(Stored data entries)
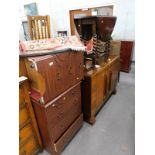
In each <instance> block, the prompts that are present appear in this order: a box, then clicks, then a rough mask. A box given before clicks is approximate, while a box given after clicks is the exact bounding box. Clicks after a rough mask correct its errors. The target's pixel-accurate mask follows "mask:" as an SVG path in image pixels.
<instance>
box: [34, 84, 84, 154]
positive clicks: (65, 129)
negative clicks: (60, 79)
mask: <svg viewBox="0 0 155 155" xmlns="http://www.w3.org/2000/svg"><path fill="white" fill-rule="evenodd" d="M80 89H81V88H80V83H78V84H76V85H75V86H73V87H71V88H69V89H68V90H67V91H66V92H64V93H63V94H61V95H59V96H58V97H56V98H55V99H54V100H52V101H51V102H49V103H47V104H44V105H42V104H39V103H37V102H36V101H34V100H33V105H34V109H35V113H36V117H37V121H38V124H39V128H40V132H41V135H42V138H43V143H44V146H45V148H46V149H47V150H48V152H50V153H51V152H52V154H56V148H55V146H54V143H55V142H56V141H57V140H58V139H59V138H60V137H61V136H62V135H63V134H64V133H65V132H67V131H68V128H69V127H70V125H71V124H72V123H73V122H74V121H75V120H76V118H77V117H78V116H79V115H80V114H81V112H82V108H81V91H80ZM70 138H71V137H70Z"/></svg>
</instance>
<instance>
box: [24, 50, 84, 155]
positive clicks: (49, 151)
mask: <svg viewBox="0 0 155 155" xmlns="http://www.w3.org/2000/svg"><path fill="white" fill-rule="evenodd" d="M25 63H26V68H27V73H28V77H29V78H30V83H31V101H32V103H33V107H34V111H35V115H36V119H37V122H38V126H39V129H40V133H41V137H42V140H43V145H44V148H45V149H46V150H47V151H48V152H49V153H51V154H52V155H59V154H60V153H61V151H62V150H63V148H64V147H65V146H66V145H67V143H68V142H69V141H70V139H71V138H72V137H73V136H74V135H75V133H76V132H77V131H78V130H79V129H80V127H81V126H82V123H83V114H82V105H81V80H82V79H83V52H74V51H65V52H62V53H56V54H52V55H46V56H39V57H31V58H30V57H29V58H27V59H26V60H25Z"/></svg>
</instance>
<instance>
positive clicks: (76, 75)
mask: <svg viewBox="0 0 155 155" xmlns="http://www.w3.org/2000/svg"><path fill="white" fill-rule="evenodd" d="M68 78H69V85H70V86H73V85H75V84H76V83H78V82H80V81H81V79H82V78H83V52H69V66H68Z"/></svg>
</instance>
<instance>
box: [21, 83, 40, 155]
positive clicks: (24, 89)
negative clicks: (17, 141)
mask: <svg viewBox="0 0 155 155" xmlns="http://www.w3.org/2000/svg"><path fill="white" fill-rule="evenodd" d="M27 84H28V83H27V81H24V82H22V83H21V84H20V85H19V152H20V153H19V154H20V155H22V154H24V153H25V154H29V155H32V154H34V153H37V152H38V151H39V150H41V148H42V142H41V138H40V134H39V131H38V126H37V124H36V119H35V116H34V112H33V109H32V105H31V102H30V98H29V94H28V87H27Z"/></svg>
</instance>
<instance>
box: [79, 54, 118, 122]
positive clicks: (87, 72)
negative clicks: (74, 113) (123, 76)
mask: <svg viewBox="0 0 155 155" xmlns="http://www.w3.org/2000/svg"><path fill="white" fill-rule="evenodd" d="M119 65H120V61H119V57H118V56H110V58H109V60H108V62H107V63H103V64H102V65H101V66H100V67H99V68H97V69H96V68H95V69H91V70H88V71H87V70H86V71H85V74H84V81H83V83H82V95H83V98H82V102H83V104H82V106H83V113H84V118H85V120H86V121H88V122H89V123H91V124H93V123H95V116H96V114H97V112H98V111H99V109H100V108H101V107H102V105H103V104H104V103H105V102H106V100H107V99H108V98H109V97H110V95H111V94H112V93H114V92H116V91H115V88H116V84H117V77H118V72H119Z"/></svg>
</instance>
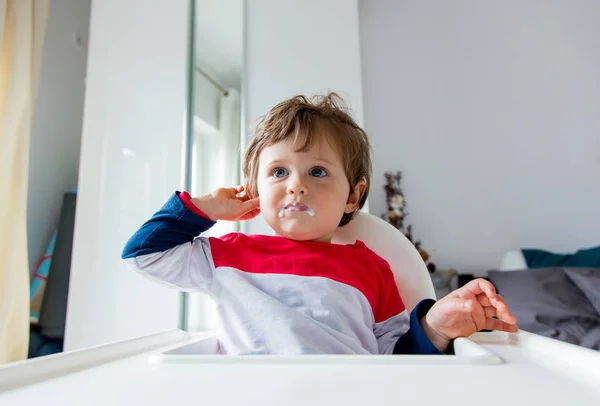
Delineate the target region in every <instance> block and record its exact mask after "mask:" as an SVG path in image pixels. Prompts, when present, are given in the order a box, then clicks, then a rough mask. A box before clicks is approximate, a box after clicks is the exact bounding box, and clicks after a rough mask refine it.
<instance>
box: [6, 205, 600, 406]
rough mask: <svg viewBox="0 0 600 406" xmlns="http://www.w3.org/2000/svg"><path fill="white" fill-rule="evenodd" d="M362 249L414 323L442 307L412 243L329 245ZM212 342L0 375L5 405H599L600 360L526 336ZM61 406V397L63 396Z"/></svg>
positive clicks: (119, 344)
mask: <svg viewBox="0 0 600 406" xmlns="http://www.w3.org/2000/svg"><path fill="white" fill-rule="evenodd" d="M356 240H361V241H363V242H364V243H365V244H366V245H367V246H368V247H370V248H371V249H372V250H373V251H375V252H376V253H377V254H379V255H380V256H381V257H383V258H384V259H386V260H387V261H388V263H389V264H390V266H391V268H392V270H393V272H394V275H395V278H396V283H397V285H398V290H399V291H400V295H401V297H402V299H403V301H404V304H405V306H406V308H407V309H408V310H409V311H410V310H412V309H413V308H414V306H415V305H416V304H417V303H418V302H419V301H420V300H422V299H424V298H435V294H434V289H433V284H432V282H431V280H430V278H429V274H428V271H427V269H426V267H425V264H424V262H423V261H422V259H421V257H420V255H419V253H418V252H417V250H416V249H415V247H414V246H413V245H412V243H411V242H410V241H409V240H408V239H407V238H406V237H405V236H404V235H402V233H400V232H399V231H398V230H396V229H395V228H394V227H393V226H391V225H390V224H388V223H386V222H385V221H383V220H382V219H380V218H378V217H375V216H373V215H370V214H366V213H360V214H358V215H357V217H356V218H355V219H354V220H353V221H352V222H351V223H350V224H348V225H347V226H346V227H343V228H341V229H339V231H338V232H337V233H336V234H335V236H334V238H333V242H334V243H343V244H346V243H350V244H351V243H354V242H355V241H356ZM217 344H218V343H217V340H216V338H215V337H214V336H210V335H206V334H197V333H189V332H185V331H181V330H170V331H165V332H163V333H159V334H154V335H149V336H144V337H139V338H136V339H132V340H127V341H122V342H118V343H113V344H107V345H103V346H99V347H95V348H89V349H84V350H79V351H73V352H68V353H62V354H54V355H50V356H47V357H40V358H36V359H32V360H28V361H25V362H17V363H15V364H11V365H8V366H5V367H0V404H2V405H3V406H12V405H19V406H20V405H24V404H34V403H39V402H40V400H42V402H43V403H44V404H45V405H57V406H58V405H60V406H65V405H80V404H86V405H91V404H98V405H100V404H110V405H121V404H122V405H132V404H145V405H164V404H174V403H181V404H184V403H190V402H195V403H196V402H197V403H202V404H208V405H211V404H215V405H216V404H227V405H234V404H235V405H237V404H243V405H261V406H270V405H288V406H294V405H297V406H305V405H308V404H311V405H315V404H322V405H336V404H343V405H346V406H352V405H360V406H363V405H365V404H386V403H390V402H394V403H396V402H397V403H404V404H422V403H425V404H436V405H438V404H444V405H460V406H464V405H468V404H479V403H482V402H484V403H485V404H486V405H487V406H493V405H498V406H505V405H507V404H511V405H530V404H543V405H557V406H558V405H560V406H562V405H565V404H573V405H597V404H598V402H597V401H598V399H600V353H599V352H597V351H592V350H588V349H585V348H581V347H577V346H575V345H571V344H567V343H564V342H560V341H557V340H552V339H550V338H546V337H542V336H539V335H535V334H531V333H527V332H525V331H520V332H519V333H517V334H508V333H502V332H491V333H476V334H474V335H472V336H471V337H469V338H459V339H457V340H455V343H454V349H455V352H456V355H454V356H452V355H424V356H423V355H360V356H357V355H316V356H313V355H302V356H278V355H277V356H276V355H257V356H254V355H249V356H227V355H218V354H216V353H217V348H218V347H217ZM56 394H60V396H57V395H56Z"/></svg>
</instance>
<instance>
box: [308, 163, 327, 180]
mask: <svg viewBox="0 0 600 406" xmlns="http://www.w3.org/2000/svg"><path fill="white" fill-rule="evenodd" d="M310 176H314V177H315V178H322V177H323V176H327V171H326V170H325V169H323V168H320V167H318V166H317V167H315V168H312V169H311V170H310Z"/></svg>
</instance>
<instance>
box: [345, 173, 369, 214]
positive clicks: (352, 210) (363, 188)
mask: <svg viewBox="0 0 600 406" xmlns="http://www.w3.org/2000/svg"><path fill="white" fill-rule="evenodd" d="M366 189H367V182H365V181H364V180H362V179H361V180H360V181H358V183H357V184H356V186H354V190H351V191H350V196H348V201H347V202H346V210H344V213H352V212H353V211H355V210H356V208H357V207H358V204H359V203H360V199H361V198H362V197H363V195H364V194H365V190H366Z"/></svg>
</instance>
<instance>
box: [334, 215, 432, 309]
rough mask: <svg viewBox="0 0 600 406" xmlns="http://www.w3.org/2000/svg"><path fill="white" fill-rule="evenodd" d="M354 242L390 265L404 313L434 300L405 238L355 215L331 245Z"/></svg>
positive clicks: (338, 231) (400, 234) (344, 243)
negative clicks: (422, 304) (424, 300)
mask: <svg viewBox="0 0 600 406" xmlns="http://www.w3.org/2000/svg"><path fill="white" fill-rule="evenodd" d="M356 240H360V241H362V242H364V243H365V244H366V245H367V247H369V248H370V249H371V250H373V251H374V252H375V253H376V254H377V255H379V256H380V257H382V258H383V259H385V260H386V261H387V262H388V263H389V264H390V267H391V268H392V271H393V272H394V277H395V279H396V285H397V286H398V291H399V292H400V297H402V301H403V302H404V305H405V306H406V309H407V311H408V312H410V311H412V309H413V308H414V307H415V306H416V305H417V303H419V302H420V301H421V300H423V299H426V298H431V299H435V298H436V297H435V290H434V289H433V283H432V282H431V277H430V276H429V271H428V270H427V267H426V266H425V262H423V259H422V258H421V255H420V254H419V252H418V251H417V249H416V248H415V246H414V245H413V244H412V243H411V242H410V241H409V240H408V238H406V236H404V234H402V233H401V232H400V231H399V230H398V229H396V228H395V227H394V226H392V225H391V224H390V223H388V222H386V221H384V220H383V219H381V218H379V217H377V216H374V215H372V214H368V213H364V212H359V213H358V214H357V215H356V217H355V218H354V219H353V220H352V221H351V222H350V223H349V224H347V225H346V226H344V227H340V228H338V230H337V231H336V233H335V234H334V236H333V239H332V242H333V243H336V244H354V243H355V242H356Z"/></svg>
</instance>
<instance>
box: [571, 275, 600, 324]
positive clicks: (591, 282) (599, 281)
mask: <svg viewBox="0 0 600 406" xmlns="http://www.w3.org/2000/svg"><path fill="white" fill-rule="evenodd" d="M565 272H566V273H567V276H568V277H569V279H571V281H573V283H574V284H575V285H576V286H577V287H578V288H579V290H581V291H582V292H583V294H584V295H585V297H587V299H588V300H589V301H590V303H591V304H592V306H593V307H594V309H596V312H597V313H598V314H600V268H580V269H575V268H571V269H566V270H565Z"/></svg>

→ **Exercise details**
Select each line of the data above that contains the string "after" and copy those lines out in full.

→ **Expected answer**
In each <instance> block, the prompts that are present appear in this order: a box, then clicks, then a rough mask. A box given before clicks is approximate, while a box given after clicks is the exact bounding box. Clicks after a rough mask correct its errors. The target's pixel-accurate mask follows "mask:" as an SVG path in image pixels.
Delineate the target region in every <instance> block and record its exact mask after "mask:" as an SVG path in image pixels. Prompts, when present, are given in the order a box, then clicks, then a rough mask. A box before clicks is approximate, a box after clicks is the exact bounding box, and clicks after a rough mask refine it.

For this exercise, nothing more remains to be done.